Written request: In the album article, turn the paragraph that begins "I Sing the Body Electro is the debut solo album" into a short bulleted list that keeps its main facts.

>> begin Document section

Studio album by Kurtis Mantronik
- Released: 1998
- Recorded: 1998
- Genre: Hip hop, electronica
- Length: 46:08
- Label: Oxygen Music Works OMW 8
- Producer: Kurtis Mantronik

Kurtis Mantronik chronology
|  | I Sing the Body Electro (1998) | Journey to Utopia (2014) |

= I Sing the Body Electro =

I Sing the Body Electro is the debut solo album of former Mantronix member Kurtis Mantronik. The album was released in 1998 on the Oxygen Music Works label and featured female MC Traylude on lead vocals.

==Critical reception==

Rolling Stone wrote that the album "has kinetic clatter galore: angular Kraftwerk robocops, jam-pumping Technotronic throwbacks, even a big-beat chemistry test called 'Baby, You Blow My Mind', kicking like Cream with an Aerosmith bass line."

>> end Document section
>> begin Stored records

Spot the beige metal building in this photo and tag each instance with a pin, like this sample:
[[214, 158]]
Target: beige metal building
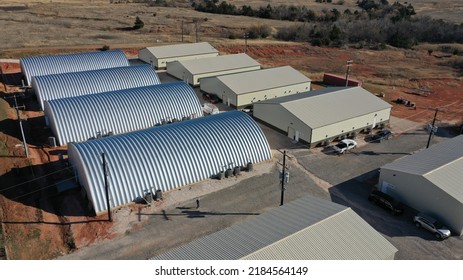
[[160, 55], [430, 181], [320, 116], [305, 229], [191, 71], [242, 89]]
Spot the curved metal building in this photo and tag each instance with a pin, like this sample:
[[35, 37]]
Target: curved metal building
[[79, 118], [58, 86], [57, 64], [166, 157]]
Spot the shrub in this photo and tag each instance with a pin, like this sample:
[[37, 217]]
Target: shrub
[[138, 24]]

>> end Stored records

Solution for this exercise:
- Debut solo album by Kurtis Mantronik, formerly of Mantronix
- Released in 1998 on the Oxygen Music Works label
- Female MC Traylude on lead vocals